[DATA TO USE]

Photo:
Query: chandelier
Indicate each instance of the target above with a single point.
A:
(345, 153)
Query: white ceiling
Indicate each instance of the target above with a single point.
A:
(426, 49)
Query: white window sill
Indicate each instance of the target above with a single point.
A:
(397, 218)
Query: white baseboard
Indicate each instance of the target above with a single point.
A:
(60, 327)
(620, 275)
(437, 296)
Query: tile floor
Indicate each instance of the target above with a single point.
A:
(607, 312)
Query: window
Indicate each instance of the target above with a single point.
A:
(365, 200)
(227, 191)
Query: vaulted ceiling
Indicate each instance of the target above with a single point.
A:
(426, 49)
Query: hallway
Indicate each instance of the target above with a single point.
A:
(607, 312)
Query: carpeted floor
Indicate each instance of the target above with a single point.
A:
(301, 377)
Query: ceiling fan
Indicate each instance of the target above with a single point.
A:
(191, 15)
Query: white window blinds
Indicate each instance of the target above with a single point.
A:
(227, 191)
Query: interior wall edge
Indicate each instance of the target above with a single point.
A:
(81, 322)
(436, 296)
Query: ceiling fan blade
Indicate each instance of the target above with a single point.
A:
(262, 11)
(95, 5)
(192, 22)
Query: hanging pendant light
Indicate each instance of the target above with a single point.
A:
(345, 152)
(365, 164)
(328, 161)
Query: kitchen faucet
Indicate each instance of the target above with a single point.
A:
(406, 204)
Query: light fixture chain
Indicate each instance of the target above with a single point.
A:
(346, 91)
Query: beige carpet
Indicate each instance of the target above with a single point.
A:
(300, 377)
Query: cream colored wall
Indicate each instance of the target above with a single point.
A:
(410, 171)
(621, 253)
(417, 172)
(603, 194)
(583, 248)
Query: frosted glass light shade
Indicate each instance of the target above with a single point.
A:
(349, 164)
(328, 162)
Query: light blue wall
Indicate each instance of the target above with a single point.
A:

[/DATA TO USE]

- _INSTRUCTIONS TO FOLLOW_
The answer must be one number: how many lines in the records above contain "floor".

- _RESPONSE FOR THIS EXERCISE_
2